* Start *

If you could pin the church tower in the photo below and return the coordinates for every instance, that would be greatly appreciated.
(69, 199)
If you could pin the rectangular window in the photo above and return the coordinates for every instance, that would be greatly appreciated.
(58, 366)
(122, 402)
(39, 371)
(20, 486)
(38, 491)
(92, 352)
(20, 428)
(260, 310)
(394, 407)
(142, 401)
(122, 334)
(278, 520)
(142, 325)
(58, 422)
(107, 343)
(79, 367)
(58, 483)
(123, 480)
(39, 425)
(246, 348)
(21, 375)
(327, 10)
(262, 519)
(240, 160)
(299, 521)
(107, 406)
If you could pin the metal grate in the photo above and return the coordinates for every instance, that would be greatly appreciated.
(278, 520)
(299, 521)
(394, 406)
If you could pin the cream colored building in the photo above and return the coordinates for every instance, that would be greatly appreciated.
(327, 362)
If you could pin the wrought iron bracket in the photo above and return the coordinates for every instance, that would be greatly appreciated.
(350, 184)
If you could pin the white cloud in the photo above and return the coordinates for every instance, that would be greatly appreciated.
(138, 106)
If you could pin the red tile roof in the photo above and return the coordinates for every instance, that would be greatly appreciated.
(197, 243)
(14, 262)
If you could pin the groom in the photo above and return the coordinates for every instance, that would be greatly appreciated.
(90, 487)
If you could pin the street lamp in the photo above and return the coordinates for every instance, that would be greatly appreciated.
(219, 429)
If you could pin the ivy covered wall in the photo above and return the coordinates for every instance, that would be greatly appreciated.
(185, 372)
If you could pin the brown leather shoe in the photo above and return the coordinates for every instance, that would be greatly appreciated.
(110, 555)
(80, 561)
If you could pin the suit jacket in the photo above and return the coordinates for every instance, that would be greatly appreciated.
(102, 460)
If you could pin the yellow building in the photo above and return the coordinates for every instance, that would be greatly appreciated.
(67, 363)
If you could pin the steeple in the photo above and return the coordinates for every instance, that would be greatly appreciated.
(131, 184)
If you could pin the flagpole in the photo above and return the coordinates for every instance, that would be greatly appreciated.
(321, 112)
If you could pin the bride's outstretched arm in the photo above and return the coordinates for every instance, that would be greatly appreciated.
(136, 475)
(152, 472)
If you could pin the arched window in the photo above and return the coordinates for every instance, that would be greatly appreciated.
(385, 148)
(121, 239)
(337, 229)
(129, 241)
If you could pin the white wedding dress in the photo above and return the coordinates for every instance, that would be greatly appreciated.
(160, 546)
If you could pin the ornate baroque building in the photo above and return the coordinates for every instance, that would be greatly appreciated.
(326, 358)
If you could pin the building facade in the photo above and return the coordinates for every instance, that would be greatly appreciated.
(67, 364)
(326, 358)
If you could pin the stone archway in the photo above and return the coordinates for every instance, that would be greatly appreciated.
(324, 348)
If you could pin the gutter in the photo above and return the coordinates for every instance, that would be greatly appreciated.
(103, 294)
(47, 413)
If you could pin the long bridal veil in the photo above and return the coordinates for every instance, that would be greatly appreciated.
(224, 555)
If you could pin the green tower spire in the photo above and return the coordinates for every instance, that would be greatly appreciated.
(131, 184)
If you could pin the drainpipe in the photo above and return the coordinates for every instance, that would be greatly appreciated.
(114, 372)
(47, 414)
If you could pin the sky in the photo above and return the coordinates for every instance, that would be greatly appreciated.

* End *

Take the entries above and transcribe them exactly.

If you could pin the church tower in the photo below and return the coordinates for every instance, that would be greatly appreciated.
(69, 199)
If you could pin the rectangular window in the photo above and return the coordinates for every instance, that would be greatly appreciated.
(58, 366)
(122, 402)
(39, 371)
(20, 486)
(38, 491)
(92, 352)
(20, 428)
(260, 310)
(394, 407)
(142, 401)
(122, 334)
(278, 520)
(142, 325)
(58, 422)
(107, 343)
(79, 367)
(58, 483)
(123, 480)
(39, 425)
(246, 348)
(21, 375)
(327, 10)
(262, 519)
(240, 160)
(299, 521)
(107, 406)
If you could pin the metal grate in the photo above and return the coordinates for every instance, that would be greatly appreciated.
(278, 520)
(299, 521)
(394, 406)
If you could pin the cream colored building in the photo above and return the coordinates for every instance, that would be greatly appreciated.
(327, 362)
If you could pin the wrought iron bracket in the photo above and return the coordinates for every instance, that would be greatly appreciated.
(350, 184)
If you could pin the white cloud in the photo above and return the coordinates for every instance, that would be greatly appreciated.
(138, 106)
If you could pin the red tile roof in the photo above and return the coordinates for every instance, that would be greatly appreciated.
(197, 243)
(14, 262)
If you could pin the groom in the photo above and return the coordinates for every instance, that would be greatly appreciated.
(90, 487)
If you could pin the street lamp in the photo above and return the coordinates for every instance, that would be greatly appreciated.
(219, 429)
If you could pin the ivy covered wall in the photo above and return the coordinates for every instance, that would be greatly appreciated.
(185, 372)
If you could pin the brown leather shoe in the photo above and return the coordinates for every instance, that would be greatly appreciated.
(110, 555)
(80, 561)
If you could pin the suit jacket in the photo above and return the coordinates for every instance, that would be greatly appreciated.
(102, 460)
If you could pin the yellow building in the photo above and return the coordinates for every instance, that would be greatly appreciated.
(67, 363)
If you could pin the steeple in the photo above and return the coordinates for every instance, that would be greatly appreciated.
(131, 184)
If you could pin the flagpole in the photo above and return the coordinates for every instance, that would be greatly appreciated.
(321, 112)
If you could pin the bride's outstretched arm in the photo above and return the coordinates for every instance, that would be greatly appreciated.
(136, 475)
(152, 472)
If you could pin the arched window in the photo above and return the coordinates for every instance, that would be greatly appreciated.
(385, 148)
(121, 239)
(337, 229)
(129, 241)
If you could pin the white wedding dress in the photo above and return the coordinates for every instance, that would be greatly appreciated.
(160, 546)
If you could pin the ornate baroque building in the photo above and return the coordinates for every instance, that would be greatly appreciated.
(326, 358)
If you could pin the building facade in the photo above and return the coordinates for every instance, that would be greatly appreciated.
(67, 364)
(326, 358)
If you could pin the stone archway in the photo above and return the coordinates for every instance, that would be greatly appreciated.
(324, 348)
If you could pin the gutter in the photo above and return the coordinates for every instance, that would be greatly appreciated.
(103, 294)
(47, 413)
If you could pin the long bridal veil in the photo above and return the coordinates for every instance, that would be greatly appreciated.
(224, 555)
If you could pin the green tower spire in the photo above and return the coordinates for every instance, that would be greatly appreciated.
(131, 184)
If you could pin the drainpipe in the photo above and return the coordinates for every instance, that would be greatly appreciated.
(114, 372)
(47, 414)
If you could pin the sky in the photo above and return the coordinates for every instance, that would be greatly appreciated.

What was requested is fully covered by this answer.